Your tasks
• a. Reproduce a passage from the list of research paper abstracts word for word, beginning at the words "This paper provides" and stopping after "a privacy-compliant way.".
• b. Resume the list of research paper abstracts, picking up right after its final sentence.

Document extract
------------------------------------------------

Challenges on Anonymity, Privacy and Big Data

Tania Basso, Roberta Matsunaga, Regina Moraes, Nuno Antunes

In: Workshop on Dependability in Evolving Systems, 2016, Cali, Colombia


This paper provides an overview of the tools and methodologies for data privacy protection that can cope with the challenges raised by the Big Data storage and analytics processing, with focus on anonymity. Preserving individual privacy is one of the major issues in the context of Big Data, as while handling huge volumes of data, it is possible that sensitive or personally identifiable information ends up disclosed. In fact, even when dealing with anonymized raw data, sensitive information may be extracted through analytics. Preserving anonymity is particularly difficult because it should be done while allowing the analytics to produce useful insight about the data. We further discuss these challenges and future research directions in order to perform big data analytics in a privacy-compliant way.

Experimental Assessment of NoSQL Databases Dependability

Luís Ventura, Nuno Antunes

In: 12th European Dependable Computing Conference (EDCC 2016)


NoSQL databases are the response to the sheer volume of data being generated, stored, and analysed by modern users and applications. They are extremely scalable horizontally and store data with less rigid structures than the relational ones. NoSQL databases are known to compromise consistency in favour of availability, partition tolerance, and performance. Several studies evaluated the performance of these databases, but the users also need to understand how they behave in the presence of faults and quantify the impact of those faults. This paper presents an experimental evaluation of NoSQL databases' dependability using fault injection, which compares three widely used NoSQL engines based on how they perform in the presence of operator faults. The results show clearly that many times the integrity of the data is affected, even in the presence of simple faults. It is also shown how different databases handle the workloads and the faults differently, evidencing that users must carefully select the solution to use in their systems.

------------------------------------------------

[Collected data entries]
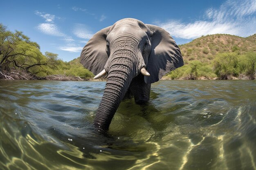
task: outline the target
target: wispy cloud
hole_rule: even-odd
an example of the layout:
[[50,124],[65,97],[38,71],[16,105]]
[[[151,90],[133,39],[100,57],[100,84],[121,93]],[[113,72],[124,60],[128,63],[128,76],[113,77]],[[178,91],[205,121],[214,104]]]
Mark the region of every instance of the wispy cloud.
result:
[[79,8],[76,7],[72,7],[72,9],[73,9],[75,11],[85,11],[87,10],[86,9],[83,9],[82,8]]
[[83,47],[77,47],[74,46],[63,46],[59,47],[59,49],[65,51],[78,53],[81,52],[83,49]]
[[[35,11],[35,14],[43,17],[45,19],[45,22],[53,22],[54,20],[56,18],[56,16],[54,15],[46,13],[45,12],[39,12],[38,11]],[[60,18],[59,17],[58,17],[58,18]]]
[[228,33],[246,37],[256,33],[256,1],[228,0],[218,9],[205,11],[205,19],[191,23],[180,20],[157,24],[176,38],[191,39],[202,35]]
[[[84,11],[84,9],[74,8],[74,10],[81,10]],[[84,10],[84,11],[83,11]],[[58,37],[58,39],[62,42],[63,44],[56,46],[61,50],[72,53],[78,53],[83,49],[81,46],[81,44],[84,45],[87,42],[87,40],[93,35],[92,33],[86,29],[85,24],[76,24],[74,25],[72,33],[76,37],[83,39],[75,41],[72,36],[63,33],[57,24],[54,23],[56,18],[60,19],[54,15],[47,13],[45,12],[35,11],[35,14],[45,19],[45,23],[40,23],[36,26],[36,28],[43,33],[52,36]]]
[[84,9],[83,8],[80,8],[77,7],[72,7],[72,9],[75,11],[80,11],[85,12],[86,13],[90,15],[95,15],[95,13],[91,13],[90,12],[89,12],[87,9]]
[[66,36],[62,33],[59,28],[54,24],[43,23],[39,24],[37,27],[41,32],[45,34],[59,37]]
[[93,35],[93,34],[86,29],[86,26],[82,24],[75,25],[73,33],[77,37],[85,39],[89,39]]
[[101,22],[103,21],[103,20],[104,20],[105,19],[106,19],[106,18],[107,18],[107,17],[106,17],[103,14],[101,16],[101,18],[99,19],[99,21],[100,22]]

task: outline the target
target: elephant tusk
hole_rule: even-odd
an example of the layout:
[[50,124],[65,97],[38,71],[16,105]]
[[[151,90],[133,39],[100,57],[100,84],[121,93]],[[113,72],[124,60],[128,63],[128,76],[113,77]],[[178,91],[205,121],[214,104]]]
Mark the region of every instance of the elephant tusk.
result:
[[145,76],[150,76],[150,74],[147,71],[144,67],[142,67],[141,70],[140,70],[140,72]]
[[107,73],[107,72],[105,69],[103,69],[103,71],[100,73],[99,73],[97,75],[93,77],[93,79],[98,79],[104,76]]

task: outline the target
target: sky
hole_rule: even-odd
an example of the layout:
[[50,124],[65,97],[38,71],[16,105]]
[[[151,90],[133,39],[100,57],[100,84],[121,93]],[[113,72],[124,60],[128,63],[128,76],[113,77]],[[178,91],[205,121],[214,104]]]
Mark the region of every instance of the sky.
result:
[[79,57],[98,31],[127,18],[164,28],[178,44],[216,33],[246,37],[256,33],[256,0],[8,0],[0,6],[0,23],[64,61]]

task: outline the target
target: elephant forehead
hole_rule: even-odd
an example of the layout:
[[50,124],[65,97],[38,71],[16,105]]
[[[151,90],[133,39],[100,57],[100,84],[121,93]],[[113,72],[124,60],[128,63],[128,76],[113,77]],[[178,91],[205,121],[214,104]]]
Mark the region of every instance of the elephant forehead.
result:
[[131,26],[130,25],[123,25],[121,26],[113,29],[108,35],[107,39],[111,41],[117,38],[126,39],[131,38],[136,41],[141,41],[146,38],[146,33],[139,26]]

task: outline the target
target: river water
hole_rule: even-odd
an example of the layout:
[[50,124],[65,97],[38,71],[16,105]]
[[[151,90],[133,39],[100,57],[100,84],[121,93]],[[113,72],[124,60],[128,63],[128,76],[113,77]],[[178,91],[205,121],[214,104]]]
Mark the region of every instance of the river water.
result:
[[105,84],[0,79],[0,169],[256,169],[256,81],[160,81],[104,135]]

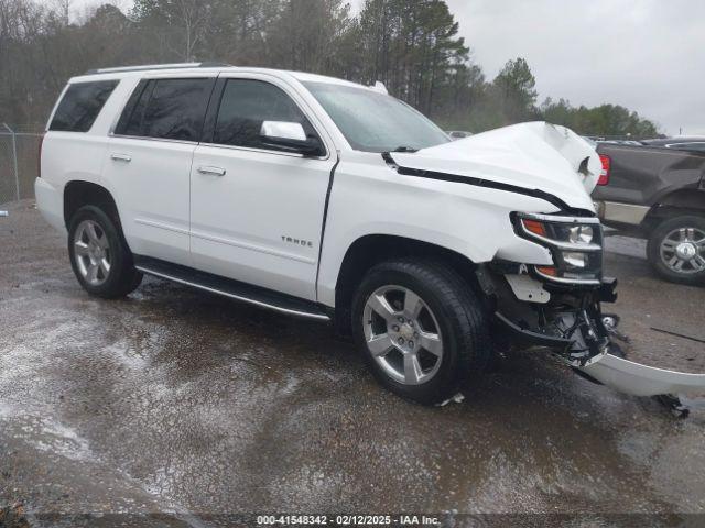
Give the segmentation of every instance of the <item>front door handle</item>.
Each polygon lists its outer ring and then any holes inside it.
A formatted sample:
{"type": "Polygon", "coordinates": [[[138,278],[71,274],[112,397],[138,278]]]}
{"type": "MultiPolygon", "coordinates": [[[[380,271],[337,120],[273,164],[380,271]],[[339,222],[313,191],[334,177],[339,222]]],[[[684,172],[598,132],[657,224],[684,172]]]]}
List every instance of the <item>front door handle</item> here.
{"type": "Polygon", "coordinates": [[[198,167],[199,174],[207,174],[210,176],[225,176],[225,168],[220,167],[198,167]]]}

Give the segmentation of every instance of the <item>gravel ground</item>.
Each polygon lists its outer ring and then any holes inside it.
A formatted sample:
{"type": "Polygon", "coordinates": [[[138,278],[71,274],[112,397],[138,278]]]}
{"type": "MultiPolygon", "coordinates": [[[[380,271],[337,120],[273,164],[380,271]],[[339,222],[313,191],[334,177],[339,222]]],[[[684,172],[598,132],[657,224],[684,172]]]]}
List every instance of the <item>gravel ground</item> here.
{"type": "MultiPolygon", "coordinates": [[[[460,526],[556,519],[540,514],[675,526],[705,513],[703,410],[675,419],[535,352],[462,404],[413,405],[326,326],[156,279],[124,300],[90,298],[31,202],[7,207],[0,526],[444,510],[460,526]]],[[[655,278],[637,242],[615,237],[609,249],[630,359],[705,372],[705,345],[651,330],[705,338],[705,289],[655,278]]]]}

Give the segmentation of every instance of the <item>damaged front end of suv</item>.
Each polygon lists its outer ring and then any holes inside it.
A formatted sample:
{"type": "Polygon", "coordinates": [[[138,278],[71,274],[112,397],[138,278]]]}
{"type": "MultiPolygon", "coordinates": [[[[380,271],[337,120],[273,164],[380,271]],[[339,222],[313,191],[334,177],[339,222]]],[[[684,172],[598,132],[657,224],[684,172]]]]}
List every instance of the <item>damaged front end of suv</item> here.
{"type": "MultiPolygon", "coordinates": [[[[601,164],[587,142],[563,127],[522,123],[394,154],[393,162],[400,174],[507,191],[503,207],[519,204],[509,196],[544,204],[543,212],[510,209],[513,237],[475,272],[500,349],[549,350],[584,377],[631,395],[705,392],[705,374],[633,363],[610,341],[601,305],[616,301],[617,280],[603,274],[604,232],[589,201],[601,164]],[[519,249],[527,243],[532,256],[519,249]]],[[[488,239],[492,230],[485,226],[480,234],[488,239]]]]}
{"type": "Polygon", "coordinates": [[[486,295],[494,300],[498,326],[584,366],[609,349],[600,306],[617,297],[616,279],[603,277],[599,220],[565,213],[511,217],[517,235],[545,246],[554,264],[496,260],[487,266],[480,284],[490,288],[486,295]]]}

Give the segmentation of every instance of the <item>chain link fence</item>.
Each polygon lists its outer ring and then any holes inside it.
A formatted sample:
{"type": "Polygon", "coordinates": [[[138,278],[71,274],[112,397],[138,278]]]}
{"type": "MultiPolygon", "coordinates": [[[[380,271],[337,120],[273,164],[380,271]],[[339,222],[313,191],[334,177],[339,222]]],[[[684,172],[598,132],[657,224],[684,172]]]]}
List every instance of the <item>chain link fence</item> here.
{"type": "Polygon", "coordinates": [[[37,130],[0,124],[0,204],[34,198],[42,139],[37,130]]]}

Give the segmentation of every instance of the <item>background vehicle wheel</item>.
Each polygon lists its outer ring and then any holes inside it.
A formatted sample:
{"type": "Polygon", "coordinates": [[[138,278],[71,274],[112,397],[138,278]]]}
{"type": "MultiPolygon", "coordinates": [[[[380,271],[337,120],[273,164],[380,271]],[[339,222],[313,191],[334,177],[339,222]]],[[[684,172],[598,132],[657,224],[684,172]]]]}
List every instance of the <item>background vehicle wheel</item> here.
{"type": "Polygon", "coordinates": [[[431,405],[481,374],[491,353],[478,299],[448,266],[399,260],[372,267],[352,304],[352,332],[375,376],[431,405]]]}
{"type": "Polygon", "coordinates": [[[124,297],[142,282],[121,232],[95,206],[82,207],[70,219],[68,255],[78,283],[91,295],[124,297]]]}
{"type": "Polygon", "coordinates": [[[705,217],[665,220],[647,245],[649,262],[659,275],[681,284],[705,284],[705,217]]]}

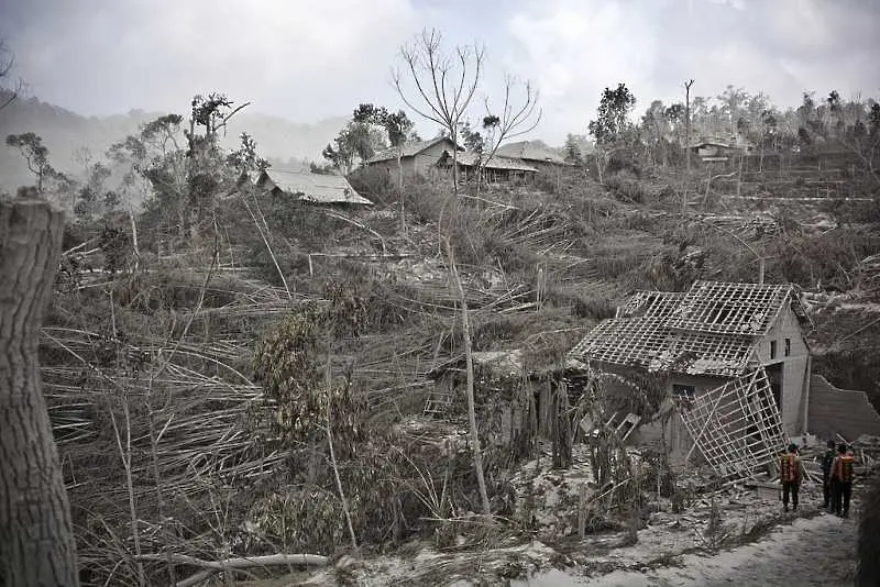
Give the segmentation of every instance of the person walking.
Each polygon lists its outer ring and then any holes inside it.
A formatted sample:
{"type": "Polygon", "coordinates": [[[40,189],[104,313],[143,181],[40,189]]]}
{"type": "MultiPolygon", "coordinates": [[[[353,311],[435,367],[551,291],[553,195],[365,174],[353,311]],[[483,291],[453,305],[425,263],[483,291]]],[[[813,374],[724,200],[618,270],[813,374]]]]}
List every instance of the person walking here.
{"type": "Polygon", "coordinates": [[[782,509],[789,511],[789,498],[794,511],[798,511],[798,494],[801,488],[801,459],[798,457],[798,445],[789,444],[779,466],[779,478],[782,481],[782,509]]]}
{"type": "Polygon", "coordinates": [[[822,497],[824,500],[822,507],[832,511],[832,465],[834,465],[837,451],[833,440],[829,440],[826,446],[825,454],[822,455],[822,497]]]}
{"type": "Polygon", "coordinates": [[[832,465],[832,501],[834,513],[842,518],[849,516],[849,499],[853,496],[853,466],[855,455],[846,444],[837,446],[837,456],[832,465]]]}

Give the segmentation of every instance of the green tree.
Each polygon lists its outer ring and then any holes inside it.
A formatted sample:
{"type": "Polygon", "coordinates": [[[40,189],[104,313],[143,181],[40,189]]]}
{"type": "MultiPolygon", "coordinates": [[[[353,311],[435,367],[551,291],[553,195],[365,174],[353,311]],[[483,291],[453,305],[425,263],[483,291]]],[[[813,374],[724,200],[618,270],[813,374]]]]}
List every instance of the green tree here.
{"type": "Polygon", "coordinates": [[[634,139],[634,125],[627,117],[636,107],[636,97],[625,84],[602,92],[596,120],[591,120],[588,130],[596,140],[596,167],[602,182],[602,170],[612,152],[628,147],[634,139]]]}
{"type": "MultiPolygon", "coordinates": [[[[442,34],[425,30],[411,44],[400,47],[405,67],[392,71],[400,99],[418,115],[439,124],[459,144],[459,125],[480,85],[485,49],[457,46],[443,49],[442,34]],[[411,87],[407,88],[408,81],[411,87]],[[415,106],[420,103],[420,106],[415,106]]],[[[459,193],[458,148],[452,149],[452,186],[459,193]]]]}
{"type": "Polygon", "coordinates": [[[350,121],[321,155],[343,175],[349,175],[358,164],[387,146],[382,131],[366,122],[350,121]]]}
{"type": "Polygon", "coordinates": [[[632,124],[627,120],[636,107],[636,97],[625,84],[612,90],[605,88],[600,100],[596,120],[591,120],[588,130],[596,140],[596,146],[608,147],[626,139],[632,124]]]}
{"type": "Polygon", "coordinates": [[[370,103],[360,104],[352,115],[352,121],[356,123],[374,124],[382,126],[388,134],[391,146],[400,146],[410,141],[417,141],[415,124],[406,115],[406,112],[398,110],[392,112],[387,108],[376,107],[370,103]]]}
{"type": "Polygon", "coordinates": [[[257,155],[256,141],[248,133],[241,133],[241,146],[227,155],[227,164],[235,170],[237,175],[264,171],[271,167],[265,158],[257,155]]]}
{"type": "Polygon", "coordinates": [[[565,135],[565,144],[563,146],[565,151],[565,162],[571,163],[574,165],[583,165],[584,164],[584,155],[581,152],[581,145],[578,144],[578,140],[572,133],[565,135]]]}
{"type": "Polygon", "coordinates": [[[28,169],[34,175],[37,193],[45,192],[48,180],[67,181],[67,177],[50,164],[48,148],[40,135],[32,132],[10,134],[7,136],[7,146],[19,149],[28,164],[28,169]]]}
{"type": "Polygon", "coordinates": [[[9,79],[14,63],[15,56],[6,42],[0,40],[0,110],[14,102],[24,86],[24,82],[19,80],[12,87],[7,87],[6,80],[9,79]]]}
{"type": "Polygon", "coordinates": [[[480,134],[480,131],[475,131],[471,126],[470,122],[464,122],[461,125],[459,134],[461,135],[461,141],[462,144],[464,145],[464,148],[476,154],[483,153],[483,145],[484,145],[483,135],[480,134]]]}

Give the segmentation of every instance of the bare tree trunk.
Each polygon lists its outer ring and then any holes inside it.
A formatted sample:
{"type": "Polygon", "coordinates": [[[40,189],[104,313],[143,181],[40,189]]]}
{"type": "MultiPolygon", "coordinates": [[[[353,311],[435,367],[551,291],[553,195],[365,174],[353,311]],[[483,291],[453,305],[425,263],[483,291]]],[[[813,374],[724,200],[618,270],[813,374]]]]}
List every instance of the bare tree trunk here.
{"type": "Polygon", "coordinates": [[[400,234],[406,232],[406,217],[404,215],[404,164],[400,160],[404,147],[397,147],[397,191],[400,195],[400,234]]]}
{"type": "Polygon", "coordinates": [[[461,329],[464,337],[464,361],[468,372],[468,421],[471,424],[471,447],[474,452],[474,472],[476,473],[476,485],[480,487],[480,499],[483,501],[483,513],[492,516],[492,505],[488,501],[486,491],[486,479],[483,476],[483,450],[480,447],[480,432],[476,428],[476,407],[474,401],[474,361],[471,351],[471,320],[468,315],[468,302],[464,299],[464,288],[461,285],[459,270],[455,268],[455,259],[452,256],[452,246],[447,241],[447,256],[449,257],[449,270],[455,289],[461,301],[461,329]]]}
{"type": "Polygon", "coordinates": [[[79,585],[70,506],[37,369],[64,217],[0,202],[0,583],[79,585]]]}
{"type": "Polygon", "coordinates": [[[694,80],[684,82],[684,160],[688,162],[688,174],[691,173],[691,86],[694,80]]]}

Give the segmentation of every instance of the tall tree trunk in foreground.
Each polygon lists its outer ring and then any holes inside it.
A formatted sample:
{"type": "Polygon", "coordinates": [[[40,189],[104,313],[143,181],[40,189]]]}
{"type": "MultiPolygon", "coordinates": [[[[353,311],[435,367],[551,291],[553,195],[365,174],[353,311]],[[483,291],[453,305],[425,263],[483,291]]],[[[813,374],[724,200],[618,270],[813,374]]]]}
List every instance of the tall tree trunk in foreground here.
{"type": "Polygon", "coordinates": [[[76,542],[37,370],[64,217],[0,201],[0,584],[78,585],[76,542]]]}
{"type": "Polygon", "coordinates": [[[474,452],[474,472],[476,473],[476,485],[480,488],[480,500],[483,502],[483,513],[492,516],[492,505],[488,501],[486,491],[486,478],[483,475],[483,448],[480,446],[480,430],[476,428],[476,401],[474,400],[474,361],[471,351],[471,320],[468,315],[468,301],[464,298],[464,288],[461,285],[459,270],[455,268],[455,259],[452,256],[452,245],[447,241],[447,256],[449,257],[449,273],[459,294],[461,301],[461,330],[464,339],[464,361],[468,376],[468,421],[471,428],[471,448],[474,452]]]}

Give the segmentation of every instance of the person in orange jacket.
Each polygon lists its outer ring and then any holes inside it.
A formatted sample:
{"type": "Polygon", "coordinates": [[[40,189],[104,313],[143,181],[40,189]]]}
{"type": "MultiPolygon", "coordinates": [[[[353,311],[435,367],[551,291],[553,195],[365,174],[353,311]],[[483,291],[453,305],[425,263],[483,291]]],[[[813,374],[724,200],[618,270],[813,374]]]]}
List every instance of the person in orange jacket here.
{"type": "Polygon", "coordinates": [[[782,508],[789,511],[789,497],[794,511],[798,511],[798,495],[803,479],[801,459],[798,457],[798,445],[789,444],[789,450],[779,463],[779,479],[782,481],[782,508]]]}
{"type": "Polygon", "coordinates": [[[849,499],[853,496],[853,468],[855,455],[846,444],[837,446],[837,456],[832,465],[832,503],[834,513],[842,518],[849,516],[849,499]]]}

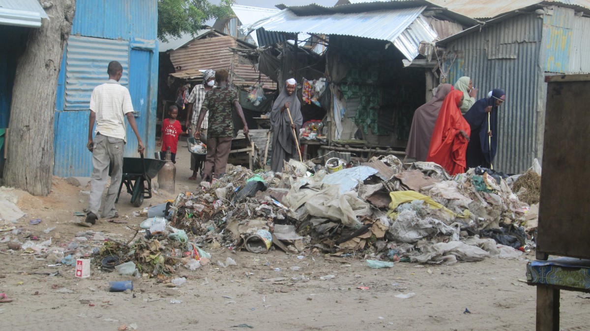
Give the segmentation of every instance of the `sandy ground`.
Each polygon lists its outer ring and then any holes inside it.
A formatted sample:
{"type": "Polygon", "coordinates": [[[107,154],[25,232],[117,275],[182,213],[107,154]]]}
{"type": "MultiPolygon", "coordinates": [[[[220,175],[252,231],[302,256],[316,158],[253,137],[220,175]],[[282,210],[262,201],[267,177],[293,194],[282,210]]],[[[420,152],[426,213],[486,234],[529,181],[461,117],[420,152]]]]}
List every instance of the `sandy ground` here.
{"type": "MultiPolygon", "coordinates": [[[[189,181],[189,155],[181,142],[177,156],[177,193],[196,185],[189,181]]],[[[87,188],[56,178],[48,197],[21,196],[19,207],[27,213],[17,226],[41,240],[67,245],[85,230],[73,222],[74,211],[87,205],[87,188]],[[41,224],[28,225],[40,218],[41,224]],[[55,229],[49,234],[43,230],[55,229]]],[[[160,192],[144,206],[174,195],[160,192]]],[[[117,208],[130,224],[138,208],[123,193],[117,208]]],[[[127,224],[101,220],[93,227],[113,238],[129,239],[127,224]]],[[[98,246],[88,241],[84,244],[98,246]]],[[[302,259],[280,251],[255,254],[227,249],[206,250],[213,263],[195,271],[177,270],[186,283],[166,288],[153,279],[134,279],[131,293],[110,293],[108,283],[125,279],[116,273],[92,269],[87,279],[74,276],[74,267],[48,267],[52,263],[0,244],[0,292],[14,301],[0,303],[0,329],[117,330],[124,325],[139,330],[533,330],[535,288],[522,282],[527,259],[489,259],[452,266],[397,263],[392,269],[371,269],[362,256],[334,257],[303,254],[302,259]],[[231,257],[237,266],[217,266],[231,257]],[[291,267],[300,267],[297,271],[291,267]],[[55,272],[59,276],[50,276],[55,272]],[[309,280],[291,281],[304,275],[309,280]],[[334,278],[322,280],[328,274],[334,278]],[[287,280],[263,280],[284,277],[287,280]],[[359,286],[368,287],[361,290],[359,286]],[[70,290],[72,293],[59,293],[70,290]],[[401,299],[399,294],[415,294],[401,299]],[[175,299],[182,302],[172,304],[175,299]],[[466,308],[470,314],[464,313],[466,308]]],[[[590,329],[587,294],[562,292],[561,327],[590,329]]]]}

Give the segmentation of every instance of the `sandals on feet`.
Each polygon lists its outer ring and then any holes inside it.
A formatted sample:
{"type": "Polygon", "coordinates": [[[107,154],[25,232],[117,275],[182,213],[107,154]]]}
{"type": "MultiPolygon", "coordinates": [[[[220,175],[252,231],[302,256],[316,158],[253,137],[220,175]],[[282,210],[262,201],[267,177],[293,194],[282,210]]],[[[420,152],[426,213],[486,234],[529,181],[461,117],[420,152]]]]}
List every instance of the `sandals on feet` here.
{"type": "Polygon", "coordinates": [[[9,302],[12,302],[12,299],[8,299],[6,293],[0,293],[0,303],[8,303],[9,302]]]}

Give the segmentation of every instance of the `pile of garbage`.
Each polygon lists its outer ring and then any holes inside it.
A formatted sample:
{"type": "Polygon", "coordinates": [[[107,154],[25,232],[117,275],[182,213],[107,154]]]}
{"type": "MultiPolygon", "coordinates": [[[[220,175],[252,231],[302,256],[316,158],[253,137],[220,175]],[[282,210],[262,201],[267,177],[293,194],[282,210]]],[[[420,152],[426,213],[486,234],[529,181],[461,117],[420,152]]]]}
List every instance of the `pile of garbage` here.
{"type": "MultiPolygon", "coordinates": [[[[482,168],[451,177],[435,163],[404,164],[393,155],[338,164],[291,160],[281,173],[232,167],[212,183],[146,208],[130,240],[88,230],[58,247],[51,239],[0,240],[53,263],[93,257],[103,270],[163,282],[179,267],[210,263],[205,247],[355,256],[389,266],[516,259],[535,247],[538,163],[511,177],[482,168]],[[536,203],[519,198],[525,196],[536,203]]],[[[235,264],[230,260],[218,264],[235,264]]]]}
{"type": "Polygon", "coordinates": [[[346,166],[291,160],[282,173],[235,167],[179,194],[167,224],[192,245],[253,253],[274,246],[448,263],[516,258],[517,249],[535,247],[538,204],[512,191],[516,177],[477,168],[452,177],[436,164],[404,164],[393,155],[346,166]]]}

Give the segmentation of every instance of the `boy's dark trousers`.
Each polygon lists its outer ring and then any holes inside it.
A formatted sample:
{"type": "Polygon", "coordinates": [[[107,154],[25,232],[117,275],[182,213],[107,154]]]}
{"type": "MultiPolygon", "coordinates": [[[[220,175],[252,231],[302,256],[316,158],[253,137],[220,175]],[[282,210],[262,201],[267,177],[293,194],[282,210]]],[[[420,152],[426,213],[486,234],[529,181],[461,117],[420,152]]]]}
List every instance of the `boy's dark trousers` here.
{"type": "MultiPolygon", "coordinates": [[[[160,160],[166,160],[166,151],[162,151],[160,152],[160,160]]],[[[172,160],[172,163],[175,164],[176,164],[176,153],[170,153],[170,160],[172,160]]]]}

------------------------------------------------

Expected results
• a.
This paper provides an overview of the tools and methodologies for data privacy protection that can cope with the challenges raised by the Big Data storage and analytics processing, with focus on anonymity. Preserving individual privacy is one of the major issues in the context of Big Data, as while handling huge volumes of data, it is possible that sensitive or personally identifiable information ends up disclosed. In fact, even when dealing with anonymized raw data, sensitive information may be extracted through analytics. Preserving anonymity is particularly difficult because it should be done while allowing the analytics to produce useful insight about the data. We further discuss these challenges and future research directions in order to perform big data analytics in a privacy-compliant way.

• b.
Traffic Accident Diagnosis in the last decade - A case study

Isabelle C. Luís, Nádia P. Kozievitch, Tatiana M. C. Gadda

In: 19th International Conference on Intelligent Transportation System


Accident reduction projects must undergo the research stage of the current situation and trends based on a historical record of accidents. Identification of hot spots for accidents is a vital step in safety management, since roadway improvements are supposed to be applied to random locations. In this context we present a diagnosis of the traffic accidents in the Cidade Industrial de Curitiba, CIC (Brazil), and to identify several measures that could contribute to the reduction of accidents. We take advantage of GIS and exploratory analysis to identify road accident hot spots both visually and statistically. Finally, some guidelines are suggested, using 10 years of data in a case study.

Combining K-means Method and Complex Network Analysis to Evaluate City Mobility

Emerson L. C. da Silva,  Marcelo de Oliveira Rosa,  Keiko V. O. Fonseca, Ricardo Luders, Nádia P. Kozievitch

In: 19th International Conference on Intelligent Transportation System


Complex networks have been used to model public transportation systems (PTS) considering the relationship between bus lines and bus stops. Previous works focused on statistically characterize either the whole network or their individual bus stops and lines. The present work focused on statistically characterize different regions of a city (Curitiba, Brazil) assuming that a passenger could easily access different unconnected bus stops in a geographic area. K-means algorithm was used to partition the bus stops in (K =) 2 to 40 clusters with similar geographic area. Results showed strong inverse relationship (p <; 2 × 10-16 and R2 = 0.74 for K = 40 in a log model) between the degree and the average path length of clustered bus stops. Regarding Curitiba, it revealed well and badly served regions (downtown area, and few suburbs in Southern and Western Curitiba, respectively). Some of these well served regions showed quantitative indication of potential bus congestion. By varying K, city planners could obtained zoomed view of the behavior of their PTS in terms of complex networks metrics.